### WHAT IS REQUIRED
Count the lines in the entries below that contain the word "white". Reply with the number alone.

### GIVEN RECORDS
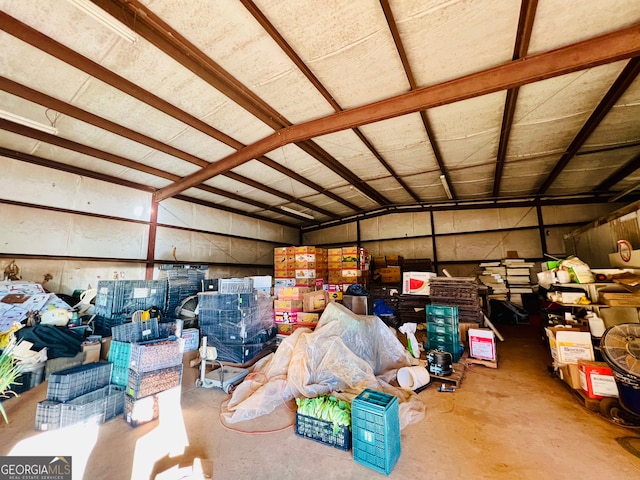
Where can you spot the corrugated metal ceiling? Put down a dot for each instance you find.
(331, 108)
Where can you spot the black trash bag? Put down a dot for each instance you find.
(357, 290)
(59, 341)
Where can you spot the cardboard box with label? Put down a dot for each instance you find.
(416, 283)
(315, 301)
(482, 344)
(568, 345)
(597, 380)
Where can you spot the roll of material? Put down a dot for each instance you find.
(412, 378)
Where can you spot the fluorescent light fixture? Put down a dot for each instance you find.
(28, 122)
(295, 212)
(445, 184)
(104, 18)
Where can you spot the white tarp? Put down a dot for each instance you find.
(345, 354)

==

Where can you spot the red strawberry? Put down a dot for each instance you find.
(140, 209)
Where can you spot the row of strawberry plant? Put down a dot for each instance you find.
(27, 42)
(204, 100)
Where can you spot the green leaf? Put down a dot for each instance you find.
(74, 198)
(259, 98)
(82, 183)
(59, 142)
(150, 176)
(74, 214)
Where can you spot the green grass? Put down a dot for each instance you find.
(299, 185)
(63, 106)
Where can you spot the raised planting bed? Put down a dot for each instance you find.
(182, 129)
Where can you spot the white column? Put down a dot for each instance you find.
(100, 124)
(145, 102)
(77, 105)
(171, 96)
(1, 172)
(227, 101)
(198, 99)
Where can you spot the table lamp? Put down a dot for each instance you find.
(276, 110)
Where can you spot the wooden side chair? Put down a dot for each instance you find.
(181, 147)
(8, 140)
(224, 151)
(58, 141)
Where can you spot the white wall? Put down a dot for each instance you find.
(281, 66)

* * *

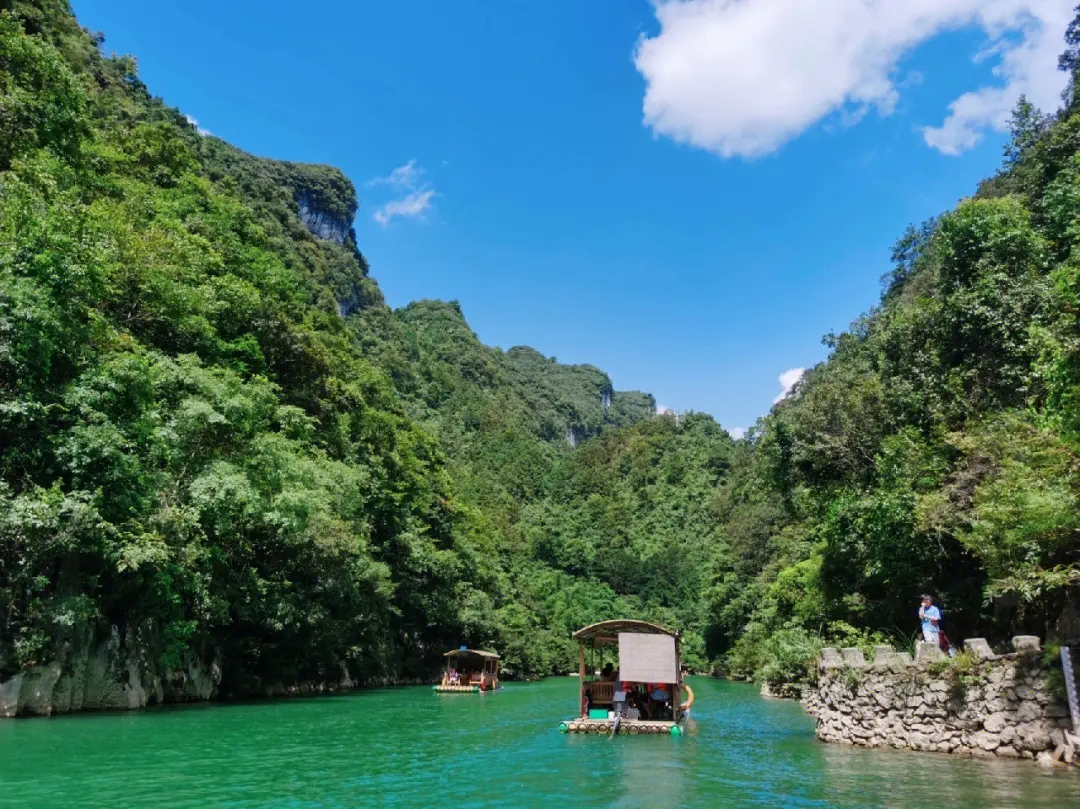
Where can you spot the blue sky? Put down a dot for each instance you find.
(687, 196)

### ANSWER BELOW
3